Diabetes mellitus (often referred to as diabetes) is a condition that occurs when blood sugar is not metabolized properly because the insulin hormone is not used properly. Onset diabetes can also occur because the body does not make enough insulin.

The insulin hormone is produced by the pancreas. The insulin hormone is then used to turn glucose into energy, which is used by the body as fuel. If for some reason this process does not work properly in the body, blood sugar becomes elevated (hyperglycemia) and this can cause the signs and symptoms of diabetes.

The most common signs and symptoms of hyperglycemia and diabetes are frequent urination, excessive thirst, unexplained exhaustion, extreme hunger, unexplained weight loss, irritability, vision problems; and pain, numbness or tingling in the feet or hands.


What is Adult Onset Diabetes?


Adult onset diabetes (also know as insulin resistant diabetes or type II diabetes), occurs because the body becomes resistant to the insulin hormone. This leads to increased blood sugar (hyperglycemia) because the insulin is not being used to convert glucose into energy.

## RAW DATA
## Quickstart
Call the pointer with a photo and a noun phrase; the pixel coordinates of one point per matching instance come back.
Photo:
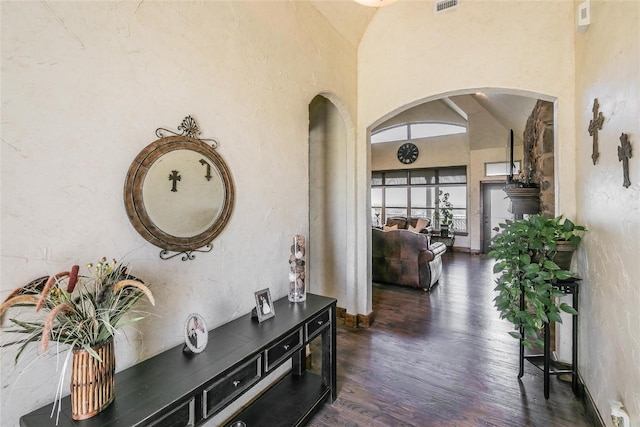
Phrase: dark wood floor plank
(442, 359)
...
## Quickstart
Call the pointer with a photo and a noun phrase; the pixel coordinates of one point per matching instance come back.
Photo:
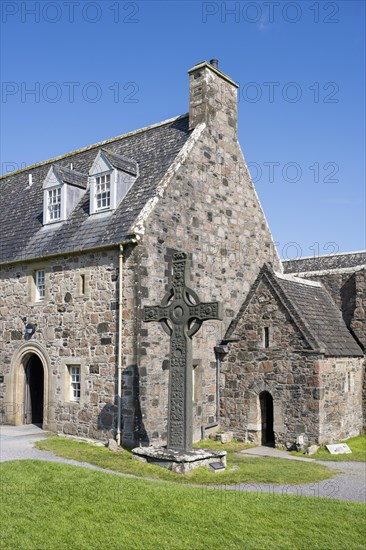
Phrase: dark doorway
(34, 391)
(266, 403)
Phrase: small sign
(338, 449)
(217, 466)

## PROBLEMS TO WORK ON
(A) Turn the paragraph of the diabetes passage that begins "The most common signs and symptoms" into a bulleted list, keeping every symptom it names.
(B) Reproduce everything in the diabetes passage from "The insulin hormone is produced" down to "Adult Onset Diabetes?", without changing a word.
Work only from the diabetes passage and ignore the listing.

## RESPONSES TO THE EXERCISE
(A)
Most common signs and symptoms of hyperglycemia and diabetes:
- Frequent urination
- Excessive thirst
- Unexplained exhaustion
- Extreme hunger
- Unexplained weight loss
- Irritability
- Vision problems
- Pain, numbness or tingling in the feet or hands

(B)
The insulin hormone is produced by the pancreas. The insulin hormone is then used to turn glucose into energy, which is used by the body as fuel. If for some reason this process does not work properly in the body, blood sugar becomes elevated (hyperglycemia) and this can cause the signs and symptoms of diabetes.

The most common signs and symptoms of hyperglycemia and diabetes are frequent urination, excessive thirst, unexplained exhaustion, extreme hunger, unexplained weight loss, irritability, vision problems; and pain, numbness or tingling in the feet or hands.


What is Adult Onset Diabetes?